* start Passage given *

# Router bits in shaper experiences?



## pbeamtn (Dec 15, 2009)

I just purchased my first shaper for my home shop. It is a Lobo 3HP with a 1" spindle. It has a mount for a feeder, but the feeder was not available. The only shaper cutter I have is the one it came with, which was used in a Corian shop, and not much use to me. However, when this cutter spins, the machine is really scary-I don't think I want to put my hands anywhere close.

Anyway, if money were not an issue, I would certainly get a full set of cutters and a power feeder. Since it is an issue, I'm thinking about buying an adapter to use my existing router bits. Anybody have any experience with this? I have not been filled with terror using my router bits in a router table, so I think I could get some utility out of the machine until I find a used feeder. I would then take my router out of my home made table, and use it as it was intended. The router bit adapter is $89 from Lobo, and I would hate to waste money that could be put towards cutters and a feeder.


----------



## beckerswoodworks (Dec 26, 2009)

How wide is the shaper bit and what speed was it running at? If it sounded really scary you may have had the speed set too high for the size of the bit. Shaper blades are often much wider than router bits and need to run at a slower speed. The same is true for a wide router bit like a panel cutter. A router can be just as scary if you run a wide bit at high speed.

I've used router bits in shapers like you describe and never had a problem. It's a good econmical way to get more use ot of your shaper and router bits.


----------



## fge (Sep 8, 2008)

I tried to use router bits with my Grizzly 3 hp shaper and it did not work so well for me. One reason was more on user error. Almost a year later I know where I went wrong, too much to explain though. Take away user error and maybe it would have been just fine. Anyway, after some scary issues with it I decided a shaper was designed to run shaper cutters. If you think of the two different set ups, they are distinctly different. A router bit usually has 2 flutes and a typical router runs between 10000 to 20000 RPMs, so do the math and see how many cuts your bit makes per minute when using the router. A shaper cutter is larger on average, also has 3 flutes and overall more mass. My shaper has two speeds, I think it is 7000 RPM and 10000 RPM. So if you place a small router bit with 2 flutes on the shaper your cuts per minute is drastically reduced, I personally feel that the bit would operate at it's optimal performance above 10000 RPM which my shaper will not do.

* end Passage given *
* start Data *

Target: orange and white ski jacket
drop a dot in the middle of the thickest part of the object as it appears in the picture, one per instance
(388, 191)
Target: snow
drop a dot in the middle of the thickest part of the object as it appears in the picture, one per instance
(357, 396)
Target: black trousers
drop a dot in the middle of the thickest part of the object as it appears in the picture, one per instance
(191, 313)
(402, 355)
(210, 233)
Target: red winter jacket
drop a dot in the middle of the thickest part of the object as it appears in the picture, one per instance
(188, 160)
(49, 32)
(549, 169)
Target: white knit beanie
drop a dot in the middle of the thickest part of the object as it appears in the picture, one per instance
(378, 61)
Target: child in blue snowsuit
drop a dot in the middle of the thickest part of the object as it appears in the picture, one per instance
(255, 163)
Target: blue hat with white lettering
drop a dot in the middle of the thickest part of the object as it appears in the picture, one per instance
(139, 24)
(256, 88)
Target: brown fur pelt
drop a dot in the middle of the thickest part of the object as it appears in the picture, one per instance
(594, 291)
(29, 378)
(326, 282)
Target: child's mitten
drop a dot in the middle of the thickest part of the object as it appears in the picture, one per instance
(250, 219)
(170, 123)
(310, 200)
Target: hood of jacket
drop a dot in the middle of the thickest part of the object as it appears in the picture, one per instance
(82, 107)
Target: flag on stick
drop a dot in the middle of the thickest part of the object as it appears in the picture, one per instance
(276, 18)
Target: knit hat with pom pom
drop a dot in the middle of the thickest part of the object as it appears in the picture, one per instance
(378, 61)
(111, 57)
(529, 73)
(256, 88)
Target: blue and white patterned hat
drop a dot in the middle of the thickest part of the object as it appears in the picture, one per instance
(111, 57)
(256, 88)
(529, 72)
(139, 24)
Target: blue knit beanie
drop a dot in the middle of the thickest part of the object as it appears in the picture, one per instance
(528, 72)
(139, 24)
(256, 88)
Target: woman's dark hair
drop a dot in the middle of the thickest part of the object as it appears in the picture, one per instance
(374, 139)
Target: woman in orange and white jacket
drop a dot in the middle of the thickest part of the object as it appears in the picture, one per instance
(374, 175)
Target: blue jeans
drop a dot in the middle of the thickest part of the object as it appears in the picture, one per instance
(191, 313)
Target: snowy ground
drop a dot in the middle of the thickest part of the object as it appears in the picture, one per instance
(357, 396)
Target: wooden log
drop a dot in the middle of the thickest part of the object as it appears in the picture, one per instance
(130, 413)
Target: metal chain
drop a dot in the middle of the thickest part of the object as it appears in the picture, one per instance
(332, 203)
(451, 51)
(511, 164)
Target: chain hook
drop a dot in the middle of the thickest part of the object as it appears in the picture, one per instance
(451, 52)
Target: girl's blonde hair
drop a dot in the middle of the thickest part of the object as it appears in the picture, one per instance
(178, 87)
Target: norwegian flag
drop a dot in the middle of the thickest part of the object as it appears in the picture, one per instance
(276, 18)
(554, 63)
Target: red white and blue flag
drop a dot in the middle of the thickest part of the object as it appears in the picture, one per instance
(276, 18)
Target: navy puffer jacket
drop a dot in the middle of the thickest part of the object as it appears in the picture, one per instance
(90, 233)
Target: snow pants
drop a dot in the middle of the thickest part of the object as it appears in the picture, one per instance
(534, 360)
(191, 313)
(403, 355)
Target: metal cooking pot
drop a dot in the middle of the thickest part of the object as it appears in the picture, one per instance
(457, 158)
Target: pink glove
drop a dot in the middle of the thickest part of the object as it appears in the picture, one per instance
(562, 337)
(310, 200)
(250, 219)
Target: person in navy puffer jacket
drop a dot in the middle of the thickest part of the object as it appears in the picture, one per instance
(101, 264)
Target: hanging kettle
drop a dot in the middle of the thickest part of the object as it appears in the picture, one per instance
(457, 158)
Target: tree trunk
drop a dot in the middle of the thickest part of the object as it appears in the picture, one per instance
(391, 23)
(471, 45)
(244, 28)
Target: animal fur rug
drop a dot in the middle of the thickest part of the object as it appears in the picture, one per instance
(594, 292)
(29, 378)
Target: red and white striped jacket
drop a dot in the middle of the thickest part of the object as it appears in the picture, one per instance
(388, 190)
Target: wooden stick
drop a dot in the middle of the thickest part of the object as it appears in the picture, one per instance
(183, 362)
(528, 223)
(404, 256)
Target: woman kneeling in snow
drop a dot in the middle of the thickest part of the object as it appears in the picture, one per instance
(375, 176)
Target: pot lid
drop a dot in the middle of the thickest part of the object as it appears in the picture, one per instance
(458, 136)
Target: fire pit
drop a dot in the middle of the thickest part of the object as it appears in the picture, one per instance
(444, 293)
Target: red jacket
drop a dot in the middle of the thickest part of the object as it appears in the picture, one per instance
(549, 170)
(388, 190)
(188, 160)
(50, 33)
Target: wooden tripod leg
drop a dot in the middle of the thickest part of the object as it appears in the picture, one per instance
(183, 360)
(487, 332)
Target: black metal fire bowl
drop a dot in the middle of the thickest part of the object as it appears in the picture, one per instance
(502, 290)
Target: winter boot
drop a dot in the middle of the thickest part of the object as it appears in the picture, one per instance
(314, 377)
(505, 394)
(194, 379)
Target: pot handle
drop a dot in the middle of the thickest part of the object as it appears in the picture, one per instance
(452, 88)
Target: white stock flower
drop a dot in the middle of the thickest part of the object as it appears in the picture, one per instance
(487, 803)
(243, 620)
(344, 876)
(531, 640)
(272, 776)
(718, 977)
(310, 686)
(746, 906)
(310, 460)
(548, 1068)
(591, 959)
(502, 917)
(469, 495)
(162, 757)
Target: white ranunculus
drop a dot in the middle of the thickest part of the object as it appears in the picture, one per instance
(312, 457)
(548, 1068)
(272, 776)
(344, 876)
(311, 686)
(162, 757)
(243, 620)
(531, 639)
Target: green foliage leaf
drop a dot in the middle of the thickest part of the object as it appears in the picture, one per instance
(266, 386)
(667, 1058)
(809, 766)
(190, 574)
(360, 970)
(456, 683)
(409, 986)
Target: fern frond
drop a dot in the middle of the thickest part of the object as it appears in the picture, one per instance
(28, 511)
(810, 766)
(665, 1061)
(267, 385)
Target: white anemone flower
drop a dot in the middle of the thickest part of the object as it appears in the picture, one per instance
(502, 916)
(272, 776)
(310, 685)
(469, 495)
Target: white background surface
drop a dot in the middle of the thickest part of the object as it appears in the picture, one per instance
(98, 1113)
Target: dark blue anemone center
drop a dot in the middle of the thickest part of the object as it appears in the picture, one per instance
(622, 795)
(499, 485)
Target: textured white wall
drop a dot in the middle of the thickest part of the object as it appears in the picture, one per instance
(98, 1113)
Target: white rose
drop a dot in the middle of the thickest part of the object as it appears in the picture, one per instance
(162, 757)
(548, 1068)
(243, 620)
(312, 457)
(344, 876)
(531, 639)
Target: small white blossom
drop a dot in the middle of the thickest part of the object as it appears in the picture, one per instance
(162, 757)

* end Data *

## Objective
Copy the forum thread from the words "Anyway, if money" through the words "(Dec 26, 2009)", replacing "power feeder" with "stock feeder".

## Exercise output
Anyway, if money were not an issue, I would certainly get a full set of cutters and a stock feeder. Since it is an issue, I'm thinking about buying an adapter to use my existing router bits. Anybody have any experience with this? I have not been filled with terror using my router bits in a router table, so I think I could get some utility out of the machine until I find a used feeder. I would then take my router out of my home made table, and use it as it was intended. The router bit adapter is $89 from Lobo, and I would hate to waste money that could be put towards cutters and a feeder.


----------



## beckerswoodworks (Dec 26, 2009)